## Start

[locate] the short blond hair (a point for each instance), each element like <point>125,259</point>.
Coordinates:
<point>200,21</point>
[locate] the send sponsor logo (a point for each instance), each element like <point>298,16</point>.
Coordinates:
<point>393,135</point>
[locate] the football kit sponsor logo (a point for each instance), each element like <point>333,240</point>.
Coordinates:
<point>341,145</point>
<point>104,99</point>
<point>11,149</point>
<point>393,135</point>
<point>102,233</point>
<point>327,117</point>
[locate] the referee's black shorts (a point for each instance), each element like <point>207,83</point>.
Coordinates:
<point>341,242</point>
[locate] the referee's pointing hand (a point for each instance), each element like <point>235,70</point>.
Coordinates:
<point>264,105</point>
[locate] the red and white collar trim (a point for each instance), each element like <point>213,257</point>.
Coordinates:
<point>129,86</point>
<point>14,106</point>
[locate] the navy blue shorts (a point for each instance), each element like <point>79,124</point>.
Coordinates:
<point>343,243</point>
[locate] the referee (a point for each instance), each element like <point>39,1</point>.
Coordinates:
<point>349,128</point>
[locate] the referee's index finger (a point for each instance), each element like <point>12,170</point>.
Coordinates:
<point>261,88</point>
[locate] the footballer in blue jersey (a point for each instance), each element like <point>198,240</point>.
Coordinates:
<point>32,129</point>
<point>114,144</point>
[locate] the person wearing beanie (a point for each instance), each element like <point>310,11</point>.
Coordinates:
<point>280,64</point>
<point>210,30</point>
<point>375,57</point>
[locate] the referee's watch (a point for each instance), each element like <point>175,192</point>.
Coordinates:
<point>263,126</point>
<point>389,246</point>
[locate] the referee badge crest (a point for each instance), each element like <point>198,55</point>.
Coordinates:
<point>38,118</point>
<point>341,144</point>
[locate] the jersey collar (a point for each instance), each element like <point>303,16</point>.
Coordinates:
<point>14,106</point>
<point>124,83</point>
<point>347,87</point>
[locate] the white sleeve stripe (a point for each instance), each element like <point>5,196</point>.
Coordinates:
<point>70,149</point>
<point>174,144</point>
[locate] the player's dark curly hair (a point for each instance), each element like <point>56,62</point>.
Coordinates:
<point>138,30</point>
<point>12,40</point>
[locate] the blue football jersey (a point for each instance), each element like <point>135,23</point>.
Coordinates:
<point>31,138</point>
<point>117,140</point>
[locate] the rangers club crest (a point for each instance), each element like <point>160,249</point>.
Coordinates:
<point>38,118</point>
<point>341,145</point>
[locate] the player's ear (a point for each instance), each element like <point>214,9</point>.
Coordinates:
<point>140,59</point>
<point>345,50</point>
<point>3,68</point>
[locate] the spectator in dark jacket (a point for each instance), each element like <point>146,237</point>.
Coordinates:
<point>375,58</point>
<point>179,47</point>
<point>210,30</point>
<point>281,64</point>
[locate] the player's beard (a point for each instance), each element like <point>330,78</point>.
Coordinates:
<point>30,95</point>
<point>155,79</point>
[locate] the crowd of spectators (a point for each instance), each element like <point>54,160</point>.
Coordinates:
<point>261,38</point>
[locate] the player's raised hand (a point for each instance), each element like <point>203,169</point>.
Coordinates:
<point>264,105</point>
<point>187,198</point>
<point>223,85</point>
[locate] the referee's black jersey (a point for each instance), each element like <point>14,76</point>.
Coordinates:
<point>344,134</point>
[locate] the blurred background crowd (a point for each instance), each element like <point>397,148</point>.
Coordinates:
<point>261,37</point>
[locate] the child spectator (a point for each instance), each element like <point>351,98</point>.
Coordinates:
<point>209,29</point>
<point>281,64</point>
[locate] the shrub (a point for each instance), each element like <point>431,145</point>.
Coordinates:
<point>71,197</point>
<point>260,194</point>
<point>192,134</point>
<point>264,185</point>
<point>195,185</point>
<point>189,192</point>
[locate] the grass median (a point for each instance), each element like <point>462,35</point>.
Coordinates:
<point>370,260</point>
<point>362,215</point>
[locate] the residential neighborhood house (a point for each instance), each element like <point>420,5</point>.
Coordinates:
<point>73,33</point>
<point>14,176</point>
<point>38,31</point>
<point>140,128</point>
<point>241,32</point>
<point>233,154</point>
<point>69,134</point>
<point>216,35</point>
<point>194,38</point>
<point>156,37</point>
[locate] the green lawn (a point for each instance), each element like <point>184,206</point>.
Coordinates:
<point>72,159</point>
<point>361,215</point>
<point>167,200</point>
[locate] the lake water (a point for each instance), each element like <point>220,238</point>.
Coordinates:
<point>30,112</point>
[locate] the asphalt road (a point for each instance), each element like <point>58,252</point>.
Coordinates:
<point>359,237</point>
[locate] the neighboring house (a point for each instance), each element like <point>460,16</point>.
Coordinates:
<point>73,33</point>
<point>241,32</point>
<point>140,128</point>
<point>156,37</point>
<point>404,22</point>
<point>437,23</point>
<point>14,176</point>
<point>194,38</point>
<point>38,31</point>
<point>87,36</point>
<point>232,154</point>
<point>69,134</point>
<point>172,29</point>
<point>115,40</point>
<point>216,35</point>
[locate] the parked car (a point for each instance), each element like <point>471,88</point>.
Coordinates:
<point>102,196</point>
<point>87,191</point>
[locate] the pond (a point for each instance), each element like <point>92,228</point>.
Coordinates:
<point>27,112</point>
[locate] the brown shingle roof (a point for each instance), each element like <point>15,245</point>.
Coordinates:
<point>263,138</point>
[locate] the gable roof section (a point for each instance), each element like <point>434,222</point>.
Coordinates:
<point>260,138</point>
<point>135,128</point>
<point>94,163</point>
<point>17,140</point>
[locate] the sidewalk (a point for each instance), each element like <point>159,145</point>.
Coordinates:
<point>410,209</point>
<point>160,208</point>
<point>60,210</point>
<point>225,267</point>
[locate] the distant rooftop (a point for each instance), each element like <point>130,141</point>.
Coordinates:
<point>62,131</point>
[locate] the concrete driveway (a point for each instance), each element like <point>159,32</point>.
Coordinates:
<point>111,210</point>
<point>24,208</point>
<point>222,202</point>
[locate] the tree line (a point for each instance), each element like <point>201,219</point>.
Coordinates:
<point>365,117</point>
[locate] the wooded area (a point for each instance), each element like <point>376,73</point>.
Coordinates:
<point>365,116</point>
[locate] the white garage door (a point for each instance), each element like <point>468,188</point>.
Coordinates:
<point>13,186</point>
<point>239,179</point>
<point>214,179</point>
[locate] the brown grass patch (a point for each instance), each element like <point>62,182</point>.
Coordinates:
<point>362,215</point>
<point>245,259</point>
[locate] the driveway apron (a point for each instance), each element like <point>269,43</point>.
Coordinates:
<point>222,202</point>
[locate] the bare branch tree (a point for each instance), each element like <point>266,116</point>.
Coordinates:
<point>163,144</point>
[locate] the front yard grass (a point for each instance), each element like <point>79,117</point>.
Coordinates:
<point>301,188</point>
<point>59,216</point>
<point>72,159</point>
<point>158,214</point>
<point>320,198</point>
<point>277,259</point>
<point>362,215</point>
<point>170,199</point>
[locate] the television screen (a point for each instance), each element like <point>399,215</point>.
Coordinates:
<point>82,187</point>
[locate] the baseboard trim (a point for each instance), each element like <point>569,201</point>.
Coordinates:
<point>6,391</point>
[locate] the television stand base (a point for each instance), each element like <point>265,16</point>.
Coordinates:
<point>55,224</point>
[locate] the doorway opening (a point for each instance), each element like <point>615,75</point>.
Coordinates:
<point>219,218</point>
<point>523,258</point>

## End

> [Given instruction] Lay out all of the data above as a JSON list of strings, one string per line, with blank lines left out.

> [Answer]
[
  "[locate] the short blond hair (a point for each instance), each element like <point>125,259</point>.",
  "Coordinates:",
  "<point>200,21</point>",
  "[locate] the send sponsor logo (a point for each instance), each element like <point>298,16</point>.",
  "Coordinates:",
  "<point>393,135</point>",
  "[locate] the football kit sponsor logo (a point for each instance), each element like <point>333,240</point>.",
  "Coordinates:",
  "<point>341,145</point>",
  "<point>104,99</point>",
  "<point>11,149</point>",
  "<point>393,135</point>",
  "<point>102,233</point>",
  "<point>327,117</point>",
  "[locate] the referee's black shorts (a point for each instance), each element like <point>207,83</point>.",
  "Coordinates:",
  "<point>341,242</point>",
  "[locate] the referee's pointing hand (a point for each instance), each element like <point>235,70</point>.",
  "Coordinates:",
  "<point>264,105</point>",
  "[locate] the red and white collar trim (a point for each instance), each element like <point>213,257</point>.",
  "Coordinates:",
  "<point>129,86</point>",
  "<point>14,106</point>",
  "[locate] the navy blue shorts (a point for each instance), each element like <point>79,124</point>.",
  "Coordinates:",
  "<point>343,243</point>",
  "[locate] the referee (a point for each instance), each element like <point>39,1</point>.",
  "Coordinates:",
  "<point>349,128</point>",
  "[locate] the referee's index finger (a point for each instance), each element like <point>12,170</point>.",
  "Coordinates:",
  "<point>261,88</point>",
  "[locate] the footballer in blue jersey (a point for each instance), each element like <point>198,240</point>.",
  "Coordinates:",
  "<point>32,129</point>",
  "<point>114,144</point>",
  "[locate] the person wearing beanie (a point for each instance), each element like <point>310,11</point>.",
  "Coordinates:",
  "<point>280,64</point>",
  "<point>210,30</point>",
  "<point>375,57</point>",
  "[locate] the referee's watch (a point for each instance), each element like <point>175,192</point>.",
  "Coordinates:",
  "<point>263,126</point>",
  "<point>389,246</point>",
  "[locate] the referee badge crest (a point for each instance), each element like <point>198,55</point>.",
  "Coordinates:",
  "<point>38,118</point>",
  "<point>341,144</point>",
  "[locate] the jersey collar (a point for each instance), each element like <point>303,16</point>.",
  "Coordinates:",
  "<point>14,106</point>",
  "<point>124,83</point>",
  "<point>347,87</point>",
  "[locate] the white sleeve stripe (a point for each instance), each element like <point>5,196</point>.",
  "Coordinates:",
  "<point>70,149</point>",
  "<point>174,144</point>",
  "[locate] the player's dark curly hair (a point for each instance), each element like <point>56,62</point>.",
  "Coordinates:",
  "<point>138,30</point>",
  "<point>12,40</point>",
  "[locate] the blue football jersey (a point for each instance), each element like <point>135,23</point>.",
  "Coordinates:",
  "<point>31,138</point>",
  "<point>117,140</point>",
  "[locate] the rangers club crest (a point for each instance), each element like <point>160,249</point>.",
  "Coordinates:",
  "<point>38,118</point>",
  "<point>341,145</point>",
  "[locate] the player's ear (a point for each instance), each element like <point>214,9</point>.",
  "Coordinates:",
  "<point>140,59</point>",
  "<point>345,50</point>",
  "<point>3,68</point>",
  "[locate] the spectator in dark jacket (a point for each instance), each element like <point>146,237</point>.",
  "Coordinates:",
  "<point>375,58</point>",
  "<point>179,47</point>",
  "<point>210,30</point>",
  "<point>281,64</point>",
  "[locate] the player's beard (a point for each instance), each element like <point>330,78</point>.",
  "Coordinates:",
  "<point>30,95</point>",
  "<point>155,79</point>",
  "[locate] the crowd of spectators (a point for each instance), each element like <point>54,160</point>.",
  "Coordinates:",
  "<point>261,38</point>",
  "[locate] the player's raised hand (a point for each instance), each element like <point>203,169</point>.",
  "Coordinates:",
  "<point>264,105</point>",
  "<point>187,198</point>",
  "<point>223,85</point>",
  "[locate] the referee's black jersey (a point for each instance), each element like <point>14,76</point>.",
  "Coordinates:",
  "<point>344,134</point>",
  "[locate] the blurred background crowd (a point for each instance), each element like <point>397,148</point>.",
  "Coordinates:",
  "<point>261,37</point>",
  "[locate] the child spectator (a point for each instance), each element like <point>351,98</point>.",
  "Coordinates:",
  "<point>209,29</point>",
  "<point>281,64</point>",
  "[locate] the shrub (a point for each instance), each element like <point>431,145</point>.",
  "Coordinates:",
  "<point>71,197</point>",
  "<point>260,194</point>",
  "<point>192,134</point>",
  "<point>264,185</point>",
  "<point>195,185</point>",
  "<point>189,192</point>",
  "[locate] the grass median (a point for each instance), each element like <point>462,35</point>.",
  "Coordinates:",
  "<point>370,260</point>",
  "<point>362,215</point>",
  "[locate] the residential neighborhood house (a point for each instance), each element like <point>420,5</point>.",
  "Coordinates:",
  "<point>73,33</point>",
  "<point>14,176</point>",
  "<point>38,31</point>",
  "<point>140,128</point>",
  "<point>241,32</point>",
  "<point>233,154</point>",
  "<point>69,134</point>",
  "<point>216,35</point>",
  "<point>194,38</point>",
  "<point>156,37</point>",
  "[locate] the green lawn (a point for each instance), each element like <point>184,206</point>.",
  "Coordinates:",
  "<point>72,159</point>",
  "<point>361,215</point>",
  "<point>167,200</point>",
  "[locate] the lake water (a point for each instance), each element like <point>220,238</point>.",
  "Coordinates:",
  "<point>30,112</point>",
  "[locate] the asphalt road (a point for each instance), each element like <point>58,252</point>.",
  "Coordinates:",
  "<point>359,237</point>",
  "[locate] the neighboring house (a point for each instance), each element like <point>460,16</point>.",
  "Coordinates:",
  "<point>73,33</point>",
  "<point>241,32</point>",
  "<point>140,128</point>",
  "<point>156,37</point>",
  "<point>404,22</point>",
  "<point>437,23</point>",
  "<point>14,176</point>",
  "<point>194,38</point>",
  "<point>38,31</point>",
  "<point>87,36</point>",
  "<point>232,154</point>",
  "<point>69,134</point>",
  "<point>172,29</point>",
  "<point>115,40</point>",
  "<point>216,35</point>",
  "[locate] the parked car (a point for each instance), each element like <point>471,88</point>.",
  "Coordinates:",
  "<point>102,196</point>",
  "<point>87,191</point>",
  "[locate] the pond (a point for each instance), each element like <point>92,228</point>.",
  "Coordinates:",
  "<point>27,112</point>",
  "[locate] the brown shingle roof (a point for each instance), each element like <point>15,245</point>.",
  "Coordinates:",
  "<point>263,138</point>",
  "[locate] the gable roof section (a point for each instance), each element like <point>434,222</point>.",
  "Coordinates:",
  "<point>260,138</point>",
  "<point>135,128</point>",
  "<point>94,163</point>",
  "<point>17,140</point>",
  "[locate] the sidewalk (a point for each instance), each element like <point>159,145</point>.",
  "Coordinates:",
  "<point>410,209</point>",
  "<point>160,208</point>",
  "<point>60,210</point>",
  "<point>225,267</point>",
  "[locate] the distant rooftop (a point for each instance), each element like <point>130,141</point>.",
  "Coordinates:",
  "<point>62,131</point>",
  "[locate] the concrete driveway (a point for each instance), each element like <point>159,32</point>.",
  "Coordinates:",
  "<point>111,210</point>",
  "<point>24,208</point>",
  "<point>222,202</point>",
  "[locate] the tree line (a point for each instance), each element like <point>201,219</point>.",
  "Coordinates:",
  "<point>365,117</point>",
  "[locate] the wooded area (a point for each instance), each element like <point>376,73</point>.",
  "Coordinates:",
  "<point>365,116</point>",
  "[locate] the white garage door (a point for each instance), each element like <point>468,188</point>.",
  "Coordinates:",
  "<point>13,186</point>",
  "<point>239,179</point>",
  "<point>214,179</point>",
  "[locate] the brown grass patch (a point for each instance), each element like <point>62,182</point>.",
  "Coordinates:",
  "<point>362,215</point>",
  "<point>245,259</point>",
  "[locate] the driveway apron (a point for each instance), each element like <point>269,43</point>.",
  "Coordinates:",
  "<point>222,202</point>",
  "[locate] the bare branch tree (a point for each instance), each element like <point>266,116</point>.",
  "Coordinates:",
  "<point>163,144</point>",
  "[locate] the front yard grass (a point for each instance), each element like <point>79,117</point>.",
  "Coordinates:",
  "<point>301,188</point>",
  "<point>59,216</point>",
  "<point>72,159</point>",
  "<point>158,214</point>",
  "<point>320,198</point>",
  "<point>277,259</point>",
  "<point>362,215</point>",
  "<point>170,199</point>",
  "[locate] the television screen (a point for each instance), each element like <point>399,215</point>.",
  "Coordinates:",
  "<point>82,187</point>",
  "[locate] the baseboard trim (a point for each instance), each element like <point>569,201</point>.",
  "Coordinates:",
  "<point>6,391</point>",
  "[locate] the television stand base (a point for each instance), each element like <point>265,16</point>.",
  "Coordinates:",
  "<point>55,224</point>",
  "[locate] the doorway opening (a point for each instance), each element like <point>615,75</point>.",
  "Coordinates:",
  "<point>219,218</point>",
  "<point>523,258</point>"
]